Pointing dataset excerpts
────────

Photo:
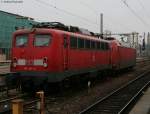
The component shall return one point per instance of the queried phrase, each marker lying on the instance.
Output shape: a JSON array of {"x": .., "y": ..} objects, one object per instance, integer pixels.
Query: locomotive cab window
[
  {"x": 21, "y": 40},
  {"x": 42, "y": 40}
]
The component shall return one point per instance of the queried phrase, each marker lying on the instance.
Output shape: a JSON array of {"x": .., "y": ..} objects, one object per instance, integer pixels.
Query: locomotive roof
[{"x": 45, "y": 30}]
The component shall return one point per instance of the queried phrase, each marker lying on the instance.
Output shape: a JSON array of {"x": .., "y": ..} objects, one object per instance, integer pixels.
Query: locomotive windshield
[
  {"x": 42, "y": 40},
  {"x": 21, "y": 40}
]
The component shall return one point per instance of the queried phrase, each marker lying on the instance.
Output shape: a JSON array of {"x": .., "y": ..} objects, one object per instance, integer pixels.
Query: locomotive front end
[{"x": 32, "y": 58}]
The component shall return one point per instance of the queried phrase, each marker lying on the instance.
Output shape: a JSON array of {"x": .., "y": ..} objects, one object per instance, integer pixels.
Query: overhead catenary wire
[
  {"x": 142, "y": 6},
  {"x": 96, "y": 12},
  {"x": 67, "y": 12},
  {"x": 134, "y": 13}
]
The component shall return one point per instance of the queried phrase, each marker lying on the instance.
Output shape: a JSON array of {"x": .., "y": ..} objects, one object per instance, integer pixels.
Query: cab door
[
  {"x": 114, "y": 56},
  {"x": 65, "y": 52}
]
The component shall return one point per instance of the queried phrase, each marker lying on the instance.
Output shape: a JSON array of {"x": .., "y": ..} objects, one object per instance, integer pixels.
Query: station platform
[{"x": 143, "y": 105}]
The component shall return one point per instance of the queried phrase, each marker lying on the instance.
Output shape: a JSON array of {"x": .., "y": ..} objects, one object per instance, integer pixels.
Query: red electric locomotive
[{"x": 46, "y": 54}]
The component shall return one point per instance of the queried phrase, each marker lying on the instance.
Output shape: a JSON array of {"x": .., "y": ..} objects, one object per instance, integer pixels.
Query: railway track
[
  {"x": 29, "y": 104},
  {"x": 122, "y": 99}
]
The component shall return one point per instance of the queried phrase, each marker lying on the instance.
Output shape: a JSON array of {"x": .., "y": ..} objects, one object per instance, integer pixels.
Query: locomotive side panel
[{"x": 127, "y": 57}]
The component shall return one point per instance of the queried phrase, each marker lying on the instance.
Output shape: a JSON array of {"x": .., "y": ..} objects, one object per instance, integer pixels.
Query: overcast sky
[{"x": 119, "y": 16}]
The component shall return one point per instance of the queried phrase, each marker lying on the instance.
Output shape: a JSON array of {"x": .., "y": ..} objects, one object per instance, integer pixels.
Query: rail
[{"x": 118, "y": 101}]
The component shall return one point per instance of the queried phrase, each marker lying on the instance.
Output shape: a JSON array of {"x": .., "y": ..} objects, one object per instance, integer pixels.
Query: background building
[{"x": 8, "y": 23}]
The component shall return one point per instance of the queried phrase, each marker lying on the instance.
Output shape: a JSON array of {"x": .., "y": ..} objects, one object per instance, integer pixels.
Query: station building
[{"x": 9, "y": 22}]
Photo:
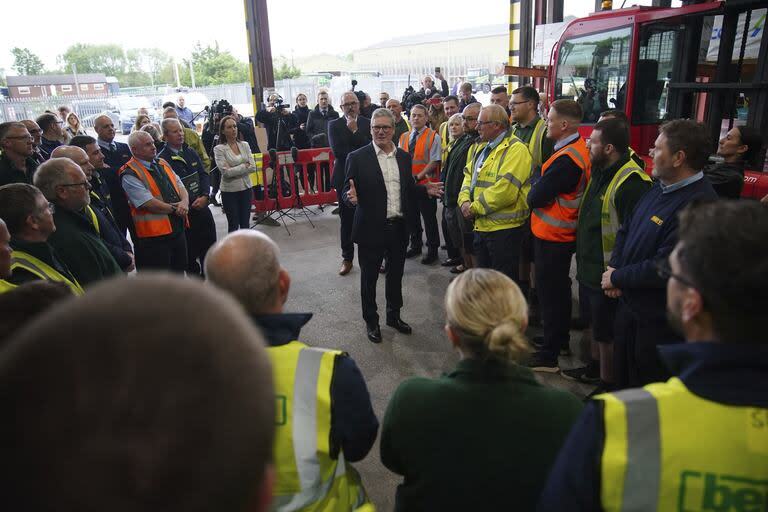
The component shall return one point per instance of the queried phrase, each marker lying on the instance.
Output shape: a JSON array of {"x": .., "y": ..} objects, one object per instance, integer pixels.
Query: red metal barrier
[{"x": 288, "y": 168}]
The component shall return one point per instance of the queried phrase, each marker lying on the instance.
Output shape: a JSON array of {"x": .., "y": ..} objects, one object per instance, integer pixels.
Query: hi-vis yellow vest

────────

Set every line down exactly as written, leaving each picture out.

Photo:
The component shall return one point per instance of the queried phrase, each marker lying on the instance.
Output shape: a JSON array of {"x": .., "y": ..} objects, one object per instance, integer pixels.
Query: locomotive cab window
[
  {"x": 21, "y": 40},
  {"x": 42, "y": 40}
]
The component shall return one point per instance of the queried phrase, each marker lying on the instance.
Output shape: a JSON array of {"x": .., "y": ..} objects, one object per instance, integer pixels.
Query: locomotive roof
[{"x": 45, "y": 30}]
The component shall return one point per instance of the queried phrase, each marker lying on the instance.
Output shape: a JSON array of {"x": .., "y": ..} objects, one object per instance, integer pixels.
Query: locomotive windshield
[
  {"x": 42, "y": 40},
  {"x": 21, "y": 40}
]
The component shall return one point per instance of the queried phrase, each marker lying on the instance.
Output shape: a JSON array of {"x": .., "y": ..} objects, one object per instance, integer pixels.
Query: locomotive front end
[{"x": 32, "y": 58}]
The component shall return one point per instance of the queried phrase, each marker lying on the instance.
Output shape: a JSON array of {"x": .., "y": ..} objects, one object per instance, integer pixels.
Query: overhead catenary wire
[
  {"x": 142, "y": 6},
  {"x": 96, "y": 12},
  {"x": 67, "y": 12},
  {"x": 134, "y": 13}
]
The component shall return one point per instance of the queried phrase, each marker lying on the instance.
Output shape: a JSON array of {"x": .., "y": ..} objects, one object per instance, integer pixels.
Query: cab door
[
  {"x": 114, "y": 56},
  {"x": 65, "y": 52}
]
The component shall return one point per instance of the queried phrase, each marker lying on the instance.
Output shape: a JSON array of {"x": .., "y": ..} objects, one object per instance, integer pixels.
Query: station platform
[{"x": 143, "y": 105}]
The component shall return one point per instance of the queried phrase, each marker lying on the instance.
Output shape: a JSON array of {"x": .., "y": ..} objects, one object per instance, integer pixels.
Query: red electric locomotive
[{"x": 46, "y": 54}]
The component shall return one point per instance of the queried phrase, each marker lying on the instance.
Output shape: a JSON array of {"x": .., "y": ..} objects, one object per instance, integer pixels.
Query: railway track
[
  {"x": 29, "y": 104},
  {"x": 122, "y": 99}
]
The component shall return one point per instance of the queried phrase, each marker lying on the instance.
Output shape: a JSON array of {"x": .., "y": ..} objects, one object per instance, integer pixels.
Query: locomotive side panel
[{"x": 127, "y": 57}]
The component shall return one point per instance of the queried phrase, each marker lying on the instance.
Output shape: a JSON array of {"x": .., "y": ..} objects, one object per instance, integer pixels.
Query: overcast sky
[{"x": 119, "y": 16}]
The component shall return one point per instance of the queried phrase, each marker lying on the instance.
Output shape: a JSON array of {"x": .., "y": ..} objects, one object per instance, integer pixels.
Query: rail
[{"x": 118, "y": 101}]
The component shall return one point per instance of the queried phrase, each marker lying on the instance.
Output shape: a JSON array of {"x": .., "y": ..} objects, one object per instance, integer pixels.
Query: background building
[{"x": 8, "y": 23}]
The component shall return one point per instance of the queried phrase, each marker lying on the instance.
Output shape: a JSON array of {"x": .., "y": ..} objects, one object per instance, integer pixels.
Query: station building
[{"x": 9, "y": 22}]
Photo:
The component shall return one point per instance of the queried phrase, each marker lying on the instance.
Output shape: a JSON array of {"x": .., "y": ..} objects, one object per instance, integer pixels.
Query: red metal barrier
[{"x": 288, "y": 168}]
The component shall return one point per instance of the queried phrase, each marker lying on the instance.
Output shape: a JSON array of {"x": .., "y": ..} objects, one object per instance, integer pixels.
Query: hi-vis yellow vest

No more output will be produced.